Jumat 22 Nov 2019 01:30 WIB

Putrajaya akan Terapkan Kebijakan Rehabilitatif

Kebijakan rehabilitatif ini akan diperkenalkan pada 2020.

Rep: Kiki Sakinah/ Red: Agung Sasongko
Muslim Malaysia
Foto: telegraph.co.uk
Muslim Malaysia

REPUBLIKA.CO.ID,  SEBERANG PERAI -- Pemerintah kota pusat administratif Putrajaya di Malaysia berencana untuk mereformasi hukum Islam di negara itu pada 2020 mendatang. Menteri di Departemen Perdana Menteri,  Datuk Seri Mujahid Yusof Rawa, mengatakan hal itu didasarkan pada kebijakan Islam yang Welas Asih sebagai pedoman.

Ia mengatakan, hukum syariah perlu lebih fokus pada upaya merehabilitasi pelaku daripada menghukum mereka.

"Kami berharap untuk memperkenalkan ketentuan reformatif dalam hukum Islam di Wilayah Federal pada pertengahan 2020," katanya dalam konferensi pers setelah menghadiri peluncuran buku di Putrajaya pada Rabu (20/11), dilansir di Malaymail, Kamis (21/11).

Ia mengatakan, di bawah hukum Islam, hukuman untuk pelanggaran seperti mereka yang 'berlintas-busana (menggunakan pakaian lawan jenis)' termasuk hukuman cambuk, denda atau hukuman penjara. Undang-undang itu, menurutnya, telah digunakan untuk mengkriminalisasi dan menstigmatisasi orang dengan transgender. Mujahid menegaskan bahwa undang-undang semacam itu telah ada bahkan sebelum pemerintahan Pakatan Harapan (PH) saat ini mengambil alih.

• **Sasaran Tugas**:
a) Menurut artikel tentang kebijakan rehabilitatif Putrajaya, kapan ketentuan reformatif dalam hukum Islam di Wilayah Federal diharapkan mulai diperkenalkan?
b) Ringkas artikel tentang kebijakan rehabilitatif Putrajaya dalam dua kalimat.
c) Teruskan artikel tentang kebijakan rehabilitatif Putrajaya mulai dari kalimat sesudah kalimat terakhirnya.

• **Isi Dataset**:
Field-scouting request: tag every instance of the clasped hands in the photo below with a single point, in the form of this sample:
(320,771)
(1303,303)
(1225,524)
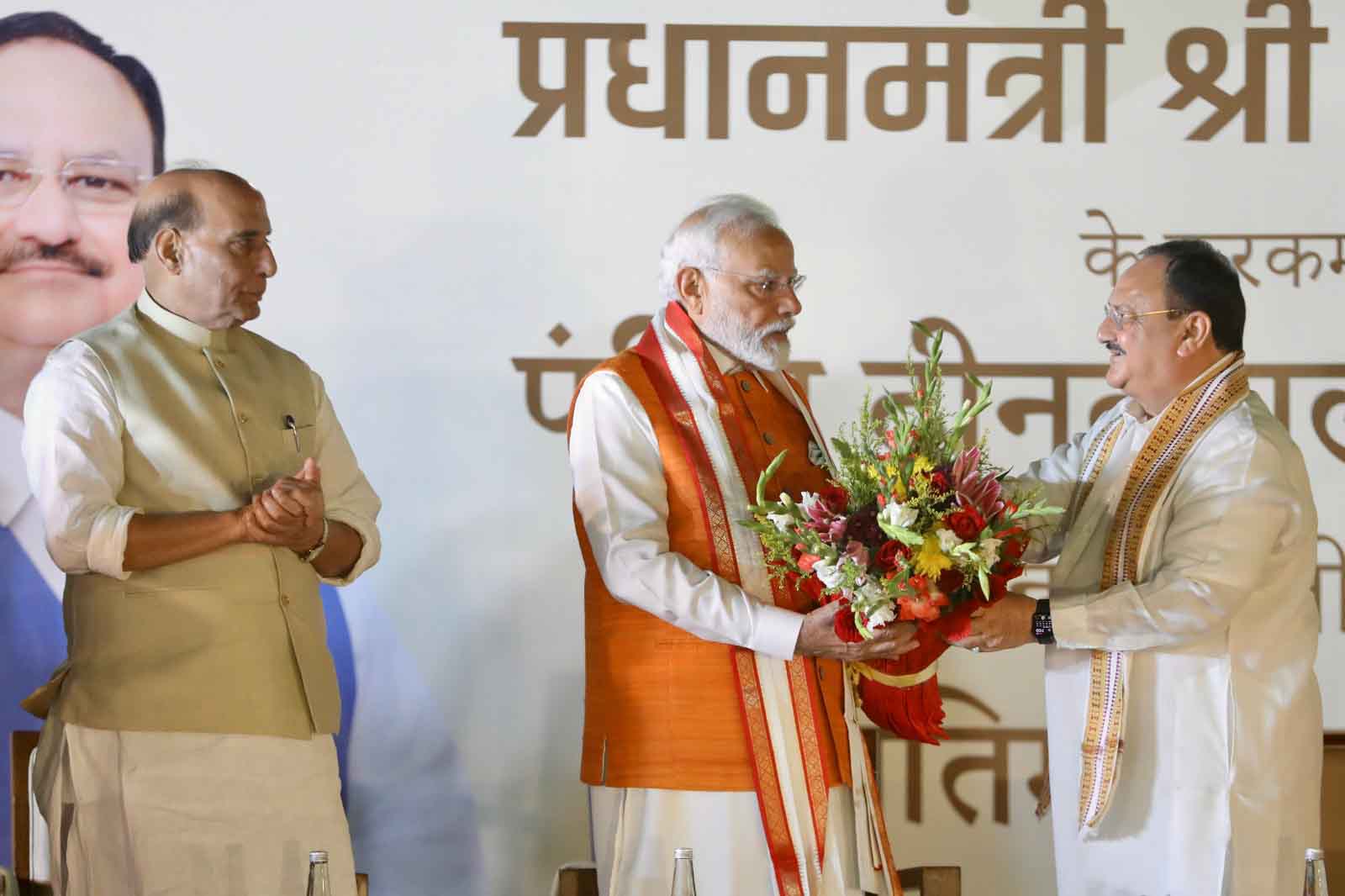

• **Jawaban Tugas**:
a) Pada pertengahan 2020.

b) Pemerintah Putrajaya berencana mereformasi hukum Islam di Malaysia pada 2020 dengan berpedoman pada kebijakan Islam yang Welas Asih, sehingga hukum syariah lebih berfokus pada rehabilitasi pelaku daripada penghukuman. Menurut Datuk Seri Mujahid Yusof Rawa, hukuman bagi pelanggaran seperti berlintas-busana, yaitu cambuk, denda, atau penjara, telah digunakan untuk mengkriminalisasi dan menstigmatisasi orang transgender.

c)
"Kita harus menjalani semua hukum ini dan saya menunjuk komite baru syariah dan hukum perdata untuk memeriksa semua undang-undang ini," lanjutnya.

Ia menambahkan, bahwa komite itu memiliki tolak ukur untuk memastikan bahwa hukum Islam diubah dari bentuk hukuman menjadi yang sifatnya rehabilitatif.

"Kami ingin beralih ke hukum yang rehabilitatif, sehingga mereka yang melakukan kejahatan seperti itu diberikan rehabilitasi bukannya dihukum," katanya, merujuk pada kasus-kasus transgender yang dihukum cambuk.

Meski demikian, para pakar medis dan pakar gender telah mempertanyakan pihak berwenang yang mencoba merehabilitasi para transgender itu. Mereka bersikeras bahwa orang dengan kepribadian demikian membutuhkan perawatan medis untuk mengubah mereka kepada identitas gender mereka daripada rehabilitasi untuk mengembalikan mereka kepada apa yang oleh beberapa orang dianggap 'normal'.

Dalam hal ini, Mujahid mengatakan hukum Islam negara bagian tidak berada di bawah yurisdiksi kementeriannya, tetapi dia akan mengemukakan hal ini dengan Konferensi Para Penguasa.

"Saya telah berbicara kepada Konferensi Para Penguasa tentang pergantian hukuman ke rehabilitasi dalam hukum Islam sehingga mereka akan memutuskannya," katanya.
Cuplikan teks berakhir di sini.